__Provided information__

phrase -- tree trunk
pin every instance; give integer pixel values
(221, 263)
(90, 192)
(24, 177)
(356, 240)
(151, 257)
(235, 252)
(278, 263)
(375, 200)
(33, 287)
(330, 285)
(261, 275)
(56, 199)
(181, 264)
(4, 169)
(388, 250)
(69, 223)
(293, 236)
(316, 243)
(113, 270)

__Requirements__
Reproduce every row above word for word, with nothing added or changed.

__Finished task__
phrase -- tree trunk
pin every instance; give integer pixel values
(221, 263)
(90, 192)
(24, 177)
(356, 240)
(151, 257)
(235, 252)
(278, 263)
(375, 200)
(33, 287)
(330, 285)
(261, 275)
(56, 199)
(181, 264)
(4, 169)
(388, 250)
(69, 223)
(293, 236)
(316, 243)
(113, 270)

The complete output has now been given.